Written problem:
Count the lines below that contain the word "snout", and give only that number.

Available data:
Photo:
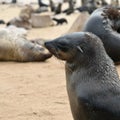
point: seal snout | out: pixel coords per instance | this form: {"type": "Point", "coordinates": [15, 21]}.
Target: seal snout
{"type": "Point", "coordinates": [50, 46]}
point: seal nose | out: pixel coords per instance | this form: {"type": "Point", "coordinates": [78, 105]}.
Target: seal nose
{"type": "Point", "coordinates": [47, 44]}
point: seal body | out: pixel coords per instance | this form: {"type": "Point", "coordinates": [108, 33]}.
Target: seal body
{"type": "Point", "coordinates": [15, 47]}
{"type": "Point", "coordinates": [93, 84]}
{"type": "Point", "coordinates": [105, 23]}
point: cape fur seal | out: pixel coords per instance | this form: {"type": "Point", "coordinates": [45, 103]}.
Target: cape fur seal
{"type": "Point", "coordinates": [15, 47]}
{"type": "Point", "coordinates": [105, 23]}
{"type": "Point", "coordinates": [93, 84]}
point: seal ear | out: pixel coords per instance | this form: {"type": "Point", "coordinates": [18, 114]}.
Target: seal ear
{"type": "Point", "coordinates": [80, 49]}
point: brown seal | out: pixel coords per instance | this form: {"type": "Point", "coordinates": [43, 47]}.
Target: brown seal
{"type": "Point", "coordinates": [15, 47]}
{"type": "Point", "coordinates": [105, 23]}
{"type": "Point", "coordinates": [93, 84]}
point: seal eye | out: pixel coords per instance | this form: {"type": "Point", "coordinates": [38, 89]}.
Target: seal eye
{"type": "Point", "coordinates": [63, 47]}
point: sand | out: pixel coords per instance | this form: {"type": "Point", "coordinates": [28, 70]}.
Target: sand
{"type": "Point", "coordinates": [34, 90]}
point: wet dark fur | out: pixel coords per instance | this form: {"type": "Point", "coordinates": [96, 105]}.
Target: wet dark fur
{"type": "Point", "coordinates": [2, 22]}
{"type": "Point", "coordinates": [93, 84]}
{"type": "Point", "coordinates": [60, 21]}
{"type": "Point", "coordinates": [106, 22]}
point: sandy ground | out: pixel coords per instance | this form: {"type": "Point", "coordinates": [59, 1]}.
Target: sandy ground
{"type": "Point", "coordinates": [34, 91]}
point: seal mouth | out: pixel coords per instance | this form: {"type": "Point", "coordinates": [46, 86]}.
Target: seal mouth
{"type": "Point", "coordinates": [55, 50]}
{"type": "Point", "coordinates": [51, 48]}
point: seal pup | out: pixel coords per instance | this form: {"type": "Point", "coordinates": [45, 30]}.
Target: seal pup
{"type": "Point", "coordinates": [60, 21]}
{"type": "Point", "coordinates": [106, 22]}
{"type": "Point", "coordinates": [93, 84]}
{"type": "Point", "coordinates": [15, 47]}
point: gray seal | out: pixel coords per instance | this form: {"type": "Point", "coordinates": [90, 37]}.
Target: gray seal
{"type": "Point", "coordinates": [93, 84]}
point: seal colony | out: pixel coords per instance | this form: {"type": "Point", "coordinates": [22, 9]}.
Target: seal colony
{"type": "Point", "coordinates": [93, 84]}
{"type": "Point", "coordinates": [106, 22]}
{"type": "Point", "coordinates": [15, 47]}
* * *
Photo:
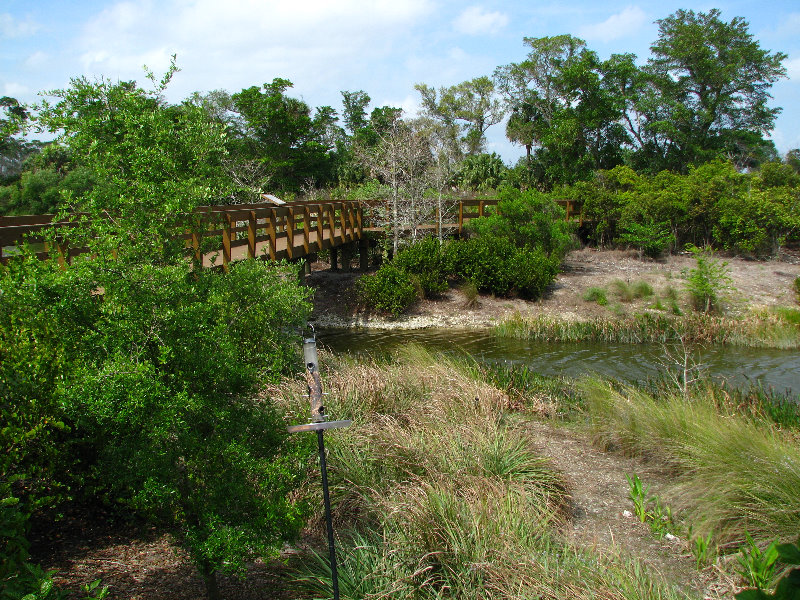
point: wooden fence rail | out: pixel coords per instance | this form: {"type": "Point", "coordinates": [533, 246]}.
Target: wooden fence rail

Task output:
2